▼

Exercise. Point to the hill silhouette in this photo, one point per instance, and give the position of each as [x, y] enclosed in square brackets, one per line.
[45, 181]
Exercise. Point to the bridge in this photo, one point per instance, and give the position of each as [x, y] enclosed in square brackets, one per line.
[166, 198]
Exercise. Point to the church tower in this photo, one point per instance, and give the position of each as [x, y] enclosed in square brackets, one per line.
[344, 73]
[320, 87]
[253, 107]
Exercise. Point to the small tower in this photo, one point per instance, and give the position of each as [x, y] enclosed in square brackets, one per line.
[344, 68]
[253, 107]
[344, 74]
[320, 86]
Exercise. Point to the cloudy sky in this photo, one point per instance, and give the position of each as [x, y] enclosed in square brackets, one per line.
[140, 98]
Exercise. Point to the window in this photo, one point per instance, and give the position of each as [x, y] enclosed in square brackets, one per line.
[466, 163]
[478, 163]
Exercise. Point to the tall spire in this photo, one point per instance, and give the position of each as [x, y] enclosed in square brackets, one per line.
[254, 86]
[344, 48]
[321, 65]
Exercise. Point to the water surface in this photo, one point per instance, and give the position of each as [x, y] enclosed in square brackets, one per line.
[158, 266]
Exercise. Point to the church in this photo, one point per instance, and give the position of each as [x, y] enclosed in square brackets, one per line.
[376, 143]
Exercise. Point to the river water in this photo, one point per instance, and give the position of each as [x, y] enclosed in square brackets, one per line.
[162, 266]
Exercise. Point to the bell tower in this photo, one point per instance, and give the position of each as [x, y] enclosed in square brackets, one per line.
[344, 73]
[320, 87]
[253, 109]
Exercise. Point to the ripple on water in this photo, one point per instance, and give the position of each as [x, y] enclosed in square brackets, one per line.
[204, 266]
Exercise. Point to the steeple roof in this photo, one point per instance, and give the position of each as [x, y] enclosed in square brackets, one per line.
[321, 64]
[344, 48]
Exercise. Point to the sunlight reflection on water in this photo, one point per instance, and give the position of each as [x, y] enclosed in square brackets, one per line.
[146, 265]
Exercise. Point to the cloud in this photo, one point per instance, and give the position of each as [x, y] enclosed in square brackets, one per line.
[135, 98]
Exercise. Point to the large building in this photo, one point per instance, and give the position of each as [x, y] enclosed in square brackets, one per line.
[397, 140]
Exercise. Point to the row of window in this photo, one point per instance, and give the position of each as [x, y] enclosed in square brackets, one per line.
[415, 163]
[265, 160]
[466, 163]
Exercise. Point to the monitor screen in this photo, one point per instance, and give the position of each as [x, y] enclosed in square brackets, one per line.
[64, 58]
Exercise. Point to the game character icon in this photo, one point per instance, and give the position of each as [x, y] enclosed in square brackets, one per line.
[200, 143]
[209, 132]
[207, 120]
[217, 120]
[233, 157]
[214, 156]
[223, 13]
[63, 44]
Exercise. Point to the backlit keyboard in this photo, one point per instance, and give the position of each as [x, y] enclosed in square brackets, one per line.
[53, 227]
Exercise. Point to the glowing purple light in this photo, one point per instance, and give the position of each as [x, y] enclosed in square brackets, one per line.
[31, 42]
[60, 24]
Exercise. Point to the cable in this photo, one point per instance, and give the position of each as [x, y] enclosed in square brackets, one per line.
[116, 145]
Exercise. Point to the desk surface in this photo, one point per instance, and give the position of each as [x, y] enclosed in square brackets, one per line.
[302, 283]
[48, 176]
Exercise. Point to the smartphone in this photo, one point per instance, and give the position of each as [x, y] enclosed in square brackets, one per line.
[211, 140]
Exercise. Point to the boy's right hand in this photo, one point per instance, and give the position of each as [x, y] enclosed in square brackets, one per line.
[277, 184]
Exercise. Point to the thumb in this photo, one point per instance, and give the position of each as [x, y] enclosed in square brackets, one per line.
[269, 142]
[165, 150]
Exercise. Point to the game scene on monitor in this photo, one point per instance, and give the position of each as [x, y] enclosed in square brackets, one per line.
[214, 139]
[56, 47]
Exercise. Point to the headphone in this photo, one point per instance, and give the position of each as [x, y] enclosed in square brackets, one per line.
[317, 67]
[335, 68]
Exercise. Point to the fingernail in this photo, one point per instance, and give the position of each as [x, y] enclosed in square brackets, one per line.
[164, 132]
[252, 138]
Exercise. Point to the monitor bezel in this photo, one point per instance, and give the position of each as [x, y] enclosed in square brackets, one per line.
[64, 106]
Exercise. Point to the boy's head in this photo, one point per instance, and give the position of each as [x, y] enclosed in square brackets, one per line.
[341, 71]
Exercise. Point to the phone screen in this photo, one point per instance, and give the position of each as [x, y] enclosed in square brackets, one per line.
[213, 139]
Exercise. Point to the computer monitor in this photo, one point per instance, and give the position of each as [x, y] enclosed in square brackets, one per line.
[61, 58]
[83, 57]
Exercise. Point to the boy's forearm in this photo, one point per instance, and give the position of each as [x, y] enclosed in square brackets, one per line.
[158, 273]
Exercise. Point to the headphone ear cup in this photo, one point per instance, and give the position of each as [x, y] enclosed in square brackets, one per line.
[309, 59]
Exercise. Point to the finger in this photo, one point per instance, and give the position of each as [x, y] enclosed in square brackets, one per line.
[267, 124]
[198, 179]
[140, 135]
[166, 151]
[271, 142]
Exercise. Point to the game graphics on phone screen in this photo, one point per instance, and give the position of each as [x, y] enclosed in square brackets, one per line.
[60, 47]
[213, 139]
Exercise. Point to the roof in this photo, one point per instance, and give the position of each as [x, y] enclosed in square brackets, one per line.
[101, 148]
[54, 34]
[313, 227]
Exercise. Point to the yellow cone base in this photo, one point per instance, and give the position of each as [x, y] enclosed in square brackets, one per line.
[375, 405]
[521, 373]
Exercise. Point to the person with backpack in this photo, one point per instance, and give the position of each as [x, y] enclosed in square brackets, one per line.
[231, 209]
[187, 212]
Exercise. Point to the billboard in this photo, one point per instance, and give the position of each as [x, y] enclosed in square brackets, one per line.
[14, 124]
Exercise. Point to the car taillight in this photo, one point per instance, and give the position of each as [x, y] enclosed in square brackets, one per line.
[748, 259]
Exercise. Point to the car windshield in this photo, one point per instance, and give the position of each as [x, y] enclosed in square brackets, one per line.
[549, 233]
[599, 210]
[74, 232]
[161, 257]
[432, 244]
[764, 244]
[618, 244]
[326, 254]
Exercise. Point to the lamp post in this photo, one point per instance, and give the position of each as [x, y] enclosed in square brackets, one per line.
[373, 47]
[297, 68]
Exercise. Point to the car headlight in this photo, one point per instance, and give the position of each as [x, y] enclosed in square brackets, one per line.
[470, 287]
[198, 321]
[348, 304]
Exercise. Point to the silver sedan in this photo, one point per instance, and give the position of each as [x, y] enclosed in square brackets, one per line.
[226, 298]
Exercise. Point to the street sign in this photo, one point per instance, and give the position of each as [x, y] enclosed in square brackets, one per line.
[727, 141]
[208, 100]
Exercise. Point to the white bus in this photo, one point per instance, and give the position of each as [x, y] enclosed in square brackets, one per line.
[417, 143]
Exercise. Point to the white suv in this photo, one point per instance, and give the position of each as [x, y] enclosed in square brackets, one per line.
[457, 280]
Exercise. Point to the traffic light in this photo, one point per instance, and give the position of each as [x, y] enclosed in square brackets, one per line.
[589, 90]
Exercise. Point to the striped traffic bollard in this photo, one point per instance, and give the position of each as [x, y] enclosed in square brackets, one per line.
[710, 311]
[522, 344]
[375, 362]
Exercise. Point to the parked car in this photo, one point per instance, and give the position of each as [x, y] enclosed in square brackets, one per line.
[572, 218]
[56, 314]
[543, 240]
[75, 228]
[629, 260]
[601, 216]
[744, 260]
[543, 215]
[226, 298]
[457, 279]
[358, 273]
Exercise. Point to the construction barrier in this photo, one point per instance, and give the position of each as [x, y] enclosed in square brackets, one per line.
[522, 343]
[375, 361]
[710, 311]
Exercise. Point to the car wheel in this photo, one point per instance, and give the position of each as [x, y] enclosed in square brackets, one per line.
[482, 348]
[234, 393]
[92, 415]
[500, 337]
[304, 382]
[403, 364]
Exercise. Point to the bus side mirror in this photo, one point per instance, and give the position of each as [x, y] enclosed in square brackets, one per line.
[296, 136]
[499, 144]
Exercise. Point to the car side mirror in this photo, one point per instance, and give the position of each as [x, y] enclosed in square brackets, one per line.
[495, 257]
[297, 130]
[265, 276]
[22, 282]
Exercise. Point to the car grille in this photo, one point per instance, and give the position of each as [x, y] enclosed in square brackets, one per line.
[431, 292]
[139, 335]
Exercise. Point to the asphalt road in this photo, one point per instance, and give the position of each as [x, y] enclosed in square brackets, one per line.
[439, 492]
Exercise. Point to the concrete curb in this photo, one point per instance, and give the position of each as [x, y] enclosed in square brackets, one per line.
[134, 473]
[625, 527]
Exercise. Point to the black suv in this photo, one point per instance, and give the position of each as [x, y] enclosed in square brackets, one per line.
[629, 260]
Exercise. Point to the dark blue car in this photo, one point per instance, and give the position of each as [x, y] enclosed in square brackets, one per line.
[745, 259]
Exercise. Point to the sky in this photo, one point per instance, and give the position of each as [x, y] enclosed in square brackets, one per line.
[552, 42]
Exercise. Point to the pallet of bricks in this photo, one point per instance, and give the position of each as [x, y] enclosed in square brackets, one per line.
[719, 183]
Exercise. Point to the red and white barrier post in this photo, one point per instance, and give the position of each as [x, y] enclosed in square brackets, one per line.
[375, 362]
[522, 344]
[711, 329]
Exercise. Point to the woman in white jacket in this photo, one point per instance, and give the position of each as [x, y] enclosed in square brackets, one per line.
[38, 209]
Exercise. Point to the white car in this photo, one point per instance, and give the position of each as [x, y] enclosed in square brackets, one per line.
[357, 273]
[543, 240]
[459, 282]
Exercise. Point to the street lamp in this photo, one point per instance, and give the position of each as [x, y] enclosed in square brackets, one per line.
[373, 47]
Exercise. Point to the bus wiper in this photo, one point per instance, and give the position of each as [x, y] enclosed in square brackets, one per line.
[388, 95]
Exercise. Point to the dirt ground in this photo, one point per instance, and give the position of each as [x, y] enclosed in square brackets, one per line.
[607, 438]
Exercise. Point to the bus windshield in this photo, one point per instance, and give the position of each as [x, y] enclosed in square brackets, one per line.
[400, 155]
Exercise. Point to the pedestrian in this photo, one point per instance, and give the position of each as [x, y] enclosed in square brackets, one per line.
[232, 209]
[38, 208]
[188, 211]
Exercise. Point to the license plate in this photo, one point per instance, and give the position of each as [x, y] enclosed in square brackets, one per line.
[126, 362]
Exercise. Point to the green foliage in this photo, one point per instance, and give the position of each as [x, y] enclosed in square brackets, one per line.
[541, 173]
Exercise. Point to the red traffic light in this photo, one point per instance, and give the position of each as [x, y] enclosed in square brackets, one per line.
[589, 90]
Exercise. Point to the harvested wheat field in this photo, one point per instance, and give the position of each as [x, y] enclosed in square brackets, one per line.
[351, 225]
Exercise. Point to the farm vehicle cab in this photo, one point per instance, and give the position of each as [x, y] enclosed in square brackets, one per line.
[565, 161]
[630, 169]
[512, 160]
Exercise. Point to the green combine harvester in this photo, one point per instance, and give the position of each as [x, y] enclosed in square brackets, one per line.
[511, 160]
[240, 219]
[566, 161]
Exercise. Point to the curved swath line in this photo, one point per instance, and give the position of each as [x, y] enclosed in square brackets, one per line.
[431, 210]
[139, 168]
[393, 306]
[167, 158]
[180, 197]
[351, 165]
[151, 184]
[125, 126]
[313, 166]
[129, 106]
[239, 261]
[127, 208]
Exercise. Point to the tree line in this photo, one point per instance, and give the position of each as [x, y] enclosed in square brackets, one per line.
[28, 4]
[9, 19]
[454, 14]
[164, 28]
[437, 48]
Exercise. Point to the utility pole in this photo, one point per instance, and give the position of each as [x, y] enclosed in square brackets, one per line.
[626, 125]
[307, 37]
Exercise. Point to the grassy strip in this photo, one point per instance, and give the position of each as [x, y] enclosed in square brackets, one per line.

▲

→ EXERCISE TASK
Your task is to write out the lines from the one with "Exercise. Point to the green combine" through the end of the records, exactly and with nothing added.

→ CORRECT ANSWER
Exercise. Point to the green combine harvester in this photo, one point per instance, and give the position of each as [x, y] enclosed in square brackets, one per line.
[511, 160]
[240, 219]
[566, 161]
Exercise. Point to the curved swath line in this photo, one point per instance, and give the position of each as [x, y] enclosed in square brackets, one per line.
[431, 210]
[139, 168]
[393, 306]
[167, 158]
[180, 197]
[351, 165]
[151, 184]
[125, 126]
[313, 166]
[129, 106]
[239, 261]
[127, 208]
Exercise. Point to the tree line in this photo, one point per instance, and give the position of each as [x, y] enclosed in square brackets, one per line.
[28, 4]
[9, 19]
[454, 14]
[164, 28]
[437, 48]
Exercise. Point to the utility pole in this photo, one point per instance, and give the position of each as [x, y] enclosed in square brackets, one per line.
[626, 125]
[307, 37]
Exercise. Point to the grassy strip in this photo, one point per instance, and give the position of each as [x, y] enclosed in square brackets, one per line.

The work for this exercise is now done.